- **Exercise**: Lines from the listing that hold the string "signal" are what you should return.

- **Excerpted records**:
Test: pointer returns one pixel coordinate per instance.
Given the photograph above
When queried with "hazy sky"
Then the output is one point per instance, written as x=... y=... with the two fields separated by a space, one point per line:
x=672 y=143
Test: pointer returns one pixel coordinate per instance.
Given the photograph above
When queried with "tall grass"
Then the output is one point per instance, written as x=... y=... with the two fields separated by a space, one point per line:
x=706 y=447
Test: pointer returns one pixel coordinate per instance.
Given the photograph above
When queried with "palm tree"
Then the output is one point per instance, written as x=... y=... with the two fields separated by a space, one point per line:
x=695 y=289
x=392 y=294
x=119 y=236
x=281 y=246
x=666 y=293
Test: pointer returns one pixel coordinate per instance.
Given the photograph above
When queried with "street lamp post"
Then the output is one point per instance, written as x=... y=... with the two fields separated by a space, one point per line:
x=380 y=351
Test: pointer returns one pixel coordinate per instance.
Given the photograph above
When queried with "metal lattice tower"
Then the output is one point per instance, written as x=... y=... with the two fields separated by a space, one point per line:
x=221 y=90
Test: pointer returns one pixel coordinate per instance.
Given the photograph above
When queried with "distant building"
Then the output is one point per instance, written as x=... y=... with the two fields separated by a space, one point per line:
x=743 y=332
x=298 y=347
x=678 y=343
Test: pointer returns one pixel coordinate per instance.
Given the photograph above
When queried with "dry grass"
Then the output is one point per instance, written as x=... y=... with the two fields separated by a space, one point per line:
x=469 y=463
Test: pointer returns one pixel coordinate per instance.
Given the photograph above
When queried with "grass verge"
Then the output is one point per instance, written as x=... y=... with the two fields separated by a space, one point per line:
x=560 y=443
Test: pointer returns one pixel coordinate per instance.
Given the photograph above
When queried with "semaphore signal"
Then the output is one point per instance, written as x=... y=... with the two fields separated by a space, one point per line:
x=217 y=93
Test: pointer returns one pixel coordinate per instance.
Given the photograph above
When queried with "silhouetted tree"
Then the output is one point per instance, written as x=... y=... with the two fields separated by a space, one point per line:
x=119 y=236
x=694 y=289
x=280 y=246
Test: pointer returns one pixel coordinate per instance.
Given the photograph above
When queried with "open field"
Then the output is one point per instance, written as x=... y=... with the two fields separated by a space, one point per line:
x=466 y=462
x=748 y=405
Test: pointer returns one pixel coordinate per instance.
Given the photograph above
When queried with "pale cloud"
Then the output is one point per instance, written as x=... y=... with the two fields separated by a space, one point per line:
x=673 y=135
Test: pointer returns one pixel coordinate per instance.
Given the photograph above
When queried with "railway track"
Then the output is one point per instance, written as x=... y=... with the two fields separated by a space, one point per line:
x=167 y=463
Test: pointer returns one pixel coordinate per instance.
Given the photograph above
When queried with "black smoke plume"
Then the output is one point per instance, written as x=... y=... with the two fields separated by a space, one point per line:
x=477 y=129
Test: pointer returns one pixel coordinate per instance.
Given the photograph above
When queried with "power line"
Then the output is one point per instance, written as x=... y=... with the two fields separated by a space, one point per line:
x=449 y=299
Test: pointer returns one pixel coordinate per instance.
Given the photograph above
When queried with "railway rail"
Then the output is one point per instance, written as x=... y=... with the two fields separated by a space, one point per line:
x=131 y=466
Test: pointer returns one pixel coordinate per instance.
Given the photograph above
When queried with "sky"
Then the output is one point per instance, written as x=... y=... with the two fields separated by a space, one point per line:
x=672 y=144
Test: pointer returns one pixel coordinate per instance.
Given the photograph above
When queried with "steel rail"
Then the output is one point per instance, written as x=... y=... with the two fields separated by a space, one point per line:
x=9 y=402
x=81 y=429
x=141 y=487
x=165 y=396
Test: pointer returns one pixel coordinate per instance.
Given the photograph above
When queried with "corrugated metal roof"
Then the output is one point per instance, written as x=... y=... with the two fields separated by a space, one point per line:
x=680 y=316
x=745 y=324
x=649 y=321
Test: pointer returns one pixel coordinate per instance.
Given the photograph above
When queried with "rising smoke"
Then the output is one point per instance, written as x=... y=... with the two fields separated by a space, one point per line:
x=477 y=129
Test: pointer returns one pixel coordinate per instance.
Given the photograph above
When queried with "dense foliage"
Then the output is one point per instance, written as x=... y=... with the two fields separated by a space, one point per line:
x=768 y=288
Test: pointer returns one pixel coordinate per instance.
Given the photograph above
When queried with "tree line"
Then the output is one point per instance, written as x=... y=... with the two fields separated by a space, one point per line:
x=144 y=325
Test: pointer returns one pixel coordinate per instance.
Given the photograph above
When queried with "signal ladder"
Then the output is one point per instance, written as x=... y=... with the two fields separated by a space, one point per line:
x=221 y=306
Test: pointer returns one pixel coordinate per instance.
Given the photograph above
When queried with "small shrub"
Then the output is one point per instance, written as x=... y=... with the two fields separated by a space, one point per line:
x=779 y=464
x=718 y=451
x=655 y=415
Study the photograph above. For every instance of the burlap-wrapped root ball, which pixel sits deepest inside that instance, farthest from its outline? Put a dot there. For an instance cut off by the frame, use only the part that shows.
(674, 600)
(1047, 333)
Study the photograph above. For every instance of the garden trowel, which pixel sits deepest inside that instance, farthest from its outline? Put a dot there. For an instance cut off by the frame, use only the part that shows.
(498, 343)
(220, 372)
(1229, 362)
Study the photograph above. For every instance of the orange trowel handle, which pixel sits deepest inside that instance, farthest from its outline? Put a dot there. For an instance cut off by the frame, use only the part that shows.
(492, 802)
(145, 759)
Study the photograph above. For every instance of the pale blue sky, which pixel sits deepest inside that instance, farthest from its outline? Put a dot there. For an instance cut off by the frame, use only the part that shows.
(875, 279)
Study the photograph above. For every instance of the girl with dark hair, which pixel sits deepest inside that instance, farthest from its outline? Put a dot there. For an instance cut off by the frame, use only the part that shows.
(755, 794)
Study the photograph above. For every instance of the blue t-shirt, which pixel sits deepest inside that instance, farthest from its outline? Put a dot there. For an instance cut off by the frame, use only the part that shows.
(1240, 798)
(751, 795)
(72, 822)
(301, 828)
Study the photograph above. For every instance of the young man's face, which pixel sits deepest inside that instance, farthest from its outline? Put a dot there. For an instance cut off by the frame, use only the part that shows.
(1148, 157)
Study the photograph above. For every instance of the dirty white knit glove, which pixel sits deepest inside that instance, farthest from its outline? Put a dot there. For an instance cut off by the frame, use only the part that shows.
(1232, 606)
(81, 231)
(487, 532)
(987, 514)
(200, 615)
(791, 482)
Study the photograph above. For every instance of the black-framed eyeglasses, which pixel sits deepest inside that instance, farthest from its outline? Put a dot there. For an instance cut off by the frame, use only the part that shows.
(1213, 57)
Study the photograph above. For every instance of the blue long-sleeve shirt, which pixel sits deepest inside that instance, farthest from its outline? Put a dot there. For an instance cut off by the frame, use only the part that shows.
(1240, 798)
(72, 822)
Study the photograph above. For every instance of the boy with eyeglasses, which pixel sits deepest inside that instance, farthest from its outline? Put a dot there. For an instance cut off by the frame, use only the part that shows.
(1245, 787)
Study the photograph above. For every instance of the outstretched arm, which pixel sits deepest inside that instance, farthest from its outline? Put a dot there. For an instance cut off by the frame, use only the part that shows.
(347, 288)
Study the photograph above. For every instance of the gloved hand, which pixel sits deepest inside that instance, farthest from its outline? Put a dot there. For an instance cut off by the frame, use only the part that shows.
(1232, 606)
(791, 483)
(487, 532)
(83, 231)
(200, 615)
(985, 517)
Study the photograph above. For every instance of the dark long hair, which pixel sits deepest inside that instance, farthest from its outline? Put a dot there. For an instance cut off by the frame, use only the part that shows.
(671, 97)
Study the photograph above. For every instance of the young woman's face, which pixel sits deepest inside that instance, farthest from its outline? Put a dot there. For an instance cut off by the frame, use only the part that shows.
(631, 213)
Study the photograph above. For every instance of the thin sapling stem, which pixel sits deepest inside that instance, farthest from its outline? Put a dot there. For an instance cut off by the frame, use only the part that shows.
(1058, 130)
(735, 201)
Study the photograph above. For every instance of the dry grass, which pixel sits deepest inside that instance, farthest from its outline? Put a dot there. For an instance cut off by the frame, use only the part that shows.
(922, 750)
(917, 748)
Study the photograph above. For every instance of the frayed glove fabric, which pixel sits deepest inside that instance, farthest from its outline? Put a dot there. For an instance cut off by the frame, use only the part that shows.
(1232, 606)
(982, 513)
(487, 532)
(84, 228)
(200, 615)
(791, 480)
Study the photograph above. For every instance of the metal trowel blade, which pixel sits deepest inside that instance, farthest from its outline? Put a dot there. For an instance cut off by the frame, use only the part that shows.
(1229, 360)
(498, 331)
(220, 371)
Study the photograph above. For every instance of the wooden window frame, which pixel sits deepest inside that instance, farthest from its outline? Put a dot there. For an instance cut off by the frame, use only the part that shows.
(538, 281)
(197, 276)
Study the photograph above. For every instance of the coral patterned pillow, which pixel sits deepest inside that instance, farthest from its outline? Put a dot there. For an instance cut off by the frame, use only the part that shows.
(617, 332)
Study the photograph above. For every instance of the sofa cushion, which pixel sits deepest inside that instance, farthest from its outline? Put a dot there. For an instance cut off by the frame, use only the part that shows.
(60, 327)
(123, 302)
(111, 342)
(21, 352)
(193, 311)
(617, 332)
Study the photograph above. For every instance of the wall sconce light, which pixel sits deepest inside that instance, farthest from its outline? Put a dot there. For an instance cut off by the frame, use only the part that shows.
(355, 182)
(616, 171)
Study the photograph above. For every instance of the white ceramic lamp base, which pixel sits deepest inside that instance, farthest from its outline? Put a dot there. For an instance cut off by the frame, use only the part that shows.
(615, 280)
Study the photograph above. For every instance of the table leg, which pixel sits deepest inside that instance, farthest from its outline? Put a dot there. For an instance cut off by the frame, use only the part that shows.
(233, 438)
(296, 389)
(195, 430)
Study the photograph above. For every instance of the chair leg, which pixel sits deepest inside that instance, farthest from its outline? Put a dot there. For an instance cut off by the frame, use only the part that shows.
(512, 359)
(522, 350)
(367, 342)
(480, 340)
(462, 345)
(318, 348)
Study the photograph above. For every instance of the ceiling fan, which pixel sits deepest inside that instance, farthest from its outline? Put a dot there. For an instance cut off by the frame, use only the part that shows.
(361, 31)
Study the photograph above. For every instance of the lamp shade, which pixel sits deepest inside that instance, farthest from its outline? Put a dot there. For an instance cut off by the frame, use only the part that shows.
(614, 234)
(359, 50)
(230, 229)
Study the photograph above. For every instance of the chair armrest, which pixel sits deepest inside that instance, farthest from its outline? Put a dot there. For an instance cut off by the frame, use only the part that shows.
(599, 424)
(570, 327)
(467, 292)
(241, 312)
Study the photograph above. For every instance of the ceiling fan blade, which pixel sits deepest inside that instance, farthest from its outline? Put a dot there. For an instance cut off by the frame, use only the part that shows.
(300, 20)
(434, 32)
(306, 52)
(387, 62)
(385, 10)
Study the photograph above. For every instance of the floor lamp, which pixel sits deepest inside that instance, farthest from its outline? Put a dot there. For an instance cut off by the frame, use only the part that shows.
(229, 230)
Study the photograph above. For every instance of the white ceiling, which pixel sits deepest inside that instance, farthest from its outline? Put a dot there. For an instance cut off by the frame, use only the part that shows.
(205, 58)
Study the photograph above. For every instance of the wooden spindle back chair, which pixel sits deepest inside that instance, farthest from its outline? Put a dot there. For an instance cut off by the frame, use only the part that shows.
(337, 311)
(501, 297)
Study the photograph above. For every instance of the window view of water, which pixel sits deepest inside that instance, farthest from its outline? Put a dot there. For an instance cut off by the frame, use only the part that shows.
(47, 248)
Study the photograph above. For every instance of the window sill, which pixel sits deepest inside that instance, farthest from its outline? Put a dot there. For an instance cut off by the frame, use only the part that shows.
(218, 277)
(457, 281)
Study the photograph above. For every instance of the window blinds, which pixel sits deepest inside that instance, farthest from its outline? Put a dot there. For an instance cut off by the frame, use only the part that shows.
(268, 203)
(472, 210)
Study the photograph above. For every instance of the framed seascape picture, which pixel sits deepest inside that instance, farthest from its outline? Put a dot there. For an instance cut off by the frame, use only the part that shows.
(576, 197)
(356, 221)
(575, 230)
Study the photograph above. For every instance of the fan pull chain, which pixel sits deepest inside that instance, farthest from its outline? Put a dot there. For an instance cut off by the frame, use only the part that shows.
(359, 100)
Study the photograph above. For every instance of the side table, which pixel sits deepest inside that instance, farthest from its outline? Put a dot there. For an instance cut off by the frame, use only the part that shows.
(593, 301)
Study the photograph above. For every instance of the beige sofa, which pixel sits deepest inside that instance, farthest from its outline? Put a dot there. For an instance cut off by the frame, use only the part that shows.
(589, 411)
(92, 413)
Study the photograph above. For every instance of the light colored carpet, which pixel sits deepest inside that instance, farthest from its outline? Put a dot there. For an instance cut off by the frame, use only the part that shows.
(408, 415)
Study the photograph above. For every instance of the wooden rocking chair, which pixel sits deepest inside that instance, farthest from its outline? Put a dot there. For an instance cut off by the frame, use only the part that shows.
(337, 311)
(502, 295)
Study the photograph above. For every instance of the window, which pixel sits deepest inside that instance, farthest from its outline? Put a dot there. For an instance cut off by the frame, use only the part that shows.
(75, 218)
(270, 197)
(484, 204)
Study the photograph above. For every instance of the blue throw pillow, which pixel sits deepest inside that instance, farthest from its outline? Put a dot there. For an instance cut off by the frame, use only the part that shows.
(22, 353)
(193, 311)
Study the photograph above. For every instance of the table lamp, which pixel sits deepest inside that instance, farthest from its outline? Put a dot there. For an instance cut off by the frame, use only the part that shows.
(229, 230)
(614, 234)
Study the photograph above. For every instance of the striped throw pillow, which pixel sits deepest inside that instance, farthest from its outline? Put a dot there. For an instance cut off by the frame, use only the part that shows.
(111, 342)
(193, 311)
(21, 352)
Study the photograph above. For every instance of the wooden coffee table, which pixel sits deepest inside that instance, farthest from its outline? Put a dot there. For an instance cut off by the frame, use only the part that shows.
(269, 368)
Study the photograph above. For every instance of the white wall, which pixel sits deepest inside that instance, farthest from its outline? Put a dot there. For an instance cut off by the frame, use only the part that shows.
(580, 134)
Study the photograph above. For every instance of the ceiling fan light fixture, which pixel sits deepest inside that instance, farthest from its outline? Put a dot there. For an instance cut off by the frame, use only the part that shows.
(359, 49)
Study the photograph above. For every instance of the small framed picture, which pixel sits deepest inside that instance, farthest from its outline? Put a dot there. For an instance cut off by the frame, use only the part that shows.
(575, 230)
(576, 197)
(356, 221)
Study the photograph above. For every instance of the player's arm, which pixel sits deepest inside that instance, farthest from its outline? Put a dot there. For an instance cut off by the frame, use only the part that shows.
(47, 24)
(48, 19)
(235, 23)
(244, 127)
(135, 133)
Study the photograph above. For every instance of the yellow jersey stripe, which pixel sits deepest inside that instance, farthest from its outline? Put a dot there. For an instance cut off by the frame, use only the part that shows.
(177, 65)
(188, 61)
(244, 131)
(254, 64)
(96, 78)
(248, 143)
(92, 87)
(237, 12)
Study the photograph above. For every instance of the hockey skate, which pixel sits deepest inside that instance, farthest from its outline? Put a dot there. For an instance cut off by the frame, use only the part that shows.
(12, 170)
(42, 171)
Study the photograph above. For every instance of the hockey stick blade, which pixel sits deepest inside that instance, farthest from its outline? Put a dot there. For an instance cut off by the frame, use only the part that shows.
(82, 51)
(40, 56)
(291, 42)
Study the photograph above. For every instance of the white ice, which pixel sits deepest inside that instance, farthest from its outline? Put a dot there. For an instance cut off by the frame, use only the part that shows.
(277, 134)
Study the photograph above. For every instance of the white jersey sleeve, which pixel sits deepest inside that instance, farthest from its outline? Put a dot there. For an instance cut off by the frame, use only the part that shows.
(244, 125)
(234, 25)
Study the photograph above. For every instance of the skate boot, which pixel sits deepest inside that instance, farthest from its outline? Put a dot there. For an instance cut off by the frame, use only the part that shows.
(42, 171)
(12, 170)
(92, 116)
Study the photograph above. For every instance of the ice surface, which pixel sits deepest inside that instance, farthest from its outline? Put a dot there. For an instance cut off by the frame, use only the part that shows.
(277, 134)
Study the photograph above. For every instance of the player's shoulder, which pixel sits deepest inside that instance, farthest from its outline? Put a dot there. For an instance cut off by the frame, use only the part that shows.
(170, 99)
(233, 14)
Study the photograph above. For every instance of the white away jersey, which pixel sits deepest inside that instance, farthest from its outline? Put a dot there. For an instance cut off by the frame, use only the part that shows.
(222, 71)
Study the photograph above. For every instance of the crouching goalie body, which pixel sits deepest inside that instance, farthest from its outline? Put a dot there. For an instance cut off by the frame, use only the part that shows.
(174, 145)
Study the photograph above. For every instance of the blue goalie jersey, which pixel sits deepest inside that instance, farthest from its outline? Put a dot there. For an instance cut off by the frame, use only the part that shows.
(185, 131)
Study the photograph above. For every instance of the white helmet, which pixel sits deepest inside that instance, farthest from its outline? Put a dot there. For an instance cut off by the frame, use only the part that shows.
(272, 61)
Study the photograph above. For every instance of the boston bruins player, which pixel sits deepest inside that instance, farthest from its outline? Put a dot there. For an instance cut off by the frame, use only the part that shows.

- **Solved problem**:
When queried with "semaphore signal"
When queried with "signal ladder"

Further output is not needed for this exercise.